__AIM__: Starting with the line with "Each instance of the yellow flower gets" and going on through the line with "[[740, 1088], [60, 1336], [355, 817]]", write those lines out again with "plant stem" changed to "flower stem" and everything else left the same. Give only these lines.

__MATERIAL SUPPLIED__:
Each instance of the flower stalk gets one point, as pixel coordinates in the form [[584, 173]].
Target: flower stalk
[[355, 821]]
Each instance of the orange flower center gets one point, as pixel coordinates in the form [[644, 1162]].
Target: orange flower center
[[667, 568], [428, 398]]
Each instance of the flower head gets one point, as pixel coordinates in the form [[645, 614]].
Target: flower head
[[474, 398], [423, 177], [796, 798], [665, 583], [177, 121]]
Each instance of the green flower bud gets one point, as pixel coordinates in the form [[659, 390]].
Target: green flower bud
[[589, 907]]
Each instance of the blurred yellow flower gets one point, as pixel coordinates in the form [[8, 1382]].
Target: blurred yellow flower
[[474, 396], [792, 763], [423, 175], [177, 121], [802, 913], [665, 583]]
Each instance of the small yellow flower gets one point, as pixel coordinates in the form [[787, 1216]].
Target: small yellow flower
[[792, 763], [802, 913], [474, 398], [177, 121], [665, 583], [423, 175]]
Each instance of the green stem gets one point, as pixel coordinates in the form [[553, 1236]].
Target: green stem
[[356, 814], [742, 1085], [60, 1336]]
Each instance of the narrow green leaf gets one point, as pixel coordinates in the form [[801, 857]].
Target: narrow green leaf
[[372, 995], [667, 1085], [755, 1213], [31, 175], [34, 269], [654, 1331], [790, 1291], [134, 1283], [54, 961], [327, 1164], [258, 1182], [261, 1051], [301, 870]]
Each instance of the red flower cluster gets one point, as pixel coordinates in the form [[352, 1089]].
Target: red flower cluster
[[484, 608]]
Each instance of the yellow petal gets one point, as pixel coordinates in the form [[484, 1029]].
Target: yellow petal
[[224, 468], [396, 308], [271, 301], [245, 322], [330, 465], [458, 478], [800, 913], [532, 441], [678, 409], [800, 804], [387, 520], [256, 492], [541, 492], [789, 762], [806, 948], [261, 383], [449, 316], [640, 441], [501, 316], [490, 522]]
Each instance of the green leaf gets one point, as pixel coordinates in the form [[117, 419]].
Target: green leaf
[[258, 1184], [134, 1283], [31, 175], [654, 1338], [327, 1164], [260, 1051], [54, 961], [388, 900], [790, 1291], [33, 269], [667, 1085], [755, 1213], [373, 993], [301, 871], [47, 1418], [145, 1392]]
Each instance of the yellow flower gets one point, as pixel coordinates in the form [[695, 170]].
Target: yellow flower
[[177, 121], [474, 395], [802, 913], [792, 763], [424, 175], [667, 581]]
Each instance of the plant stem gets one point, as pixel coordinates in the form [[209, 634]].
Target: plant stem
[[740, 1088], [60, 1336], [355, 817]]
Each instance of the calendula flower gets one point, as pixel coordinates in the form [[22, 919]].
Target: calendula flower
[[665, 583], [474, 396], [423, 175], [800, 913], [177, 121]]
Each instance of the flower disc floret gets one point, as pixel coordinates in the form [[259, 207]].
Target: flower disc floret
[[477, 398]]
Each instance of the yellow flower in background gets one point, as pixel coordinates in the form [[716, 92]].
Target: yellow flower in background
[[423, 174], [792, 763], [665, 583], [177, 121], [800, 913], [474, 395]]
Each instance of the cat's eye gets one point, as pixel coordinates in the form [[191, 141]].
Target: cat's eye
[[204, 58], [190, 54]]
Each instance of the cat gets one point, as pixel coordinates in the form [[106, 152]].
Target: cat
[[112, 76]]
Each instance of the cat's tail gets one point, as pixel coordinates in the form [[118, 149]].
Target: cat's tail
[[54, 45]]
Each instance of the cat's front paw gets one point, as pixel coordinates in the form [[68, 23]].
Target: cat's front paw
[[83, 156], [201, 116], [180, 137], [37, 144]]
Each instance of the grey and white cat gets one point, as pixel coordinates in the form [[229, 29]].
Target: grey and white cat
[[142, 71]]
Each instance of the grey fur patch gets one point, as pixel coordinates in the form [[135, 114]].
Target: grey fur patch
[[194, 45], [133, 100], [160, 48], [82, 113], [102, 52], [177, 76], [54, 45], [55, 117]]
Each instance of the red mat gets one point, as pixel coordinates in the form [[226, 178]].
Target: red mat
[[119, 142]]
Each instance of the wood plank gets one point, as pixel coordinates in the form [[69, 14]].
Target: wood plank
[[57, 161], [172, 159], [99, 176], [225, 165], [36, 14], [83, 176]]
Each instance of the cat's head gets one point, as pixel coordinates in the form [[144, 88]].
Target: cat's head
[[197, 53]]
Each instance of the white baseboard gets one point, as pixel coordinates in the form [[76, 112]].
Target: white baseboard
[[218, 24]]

__PROBLEM SOLUTION__:
Each instance of the yellow flower gets one point, as pixel coordinates in the form [[695, 170]].
Target: yellow flower
[[177, 121], [474, 395], [802, 913], [792, 763], [424, 175], [667, 581]]
Each instance of the flower stem gets one point, as pixel coordinates in the form [[209, 634]].
Target: flower stem
[[740, 1088], [60, 1336], [355, 817]]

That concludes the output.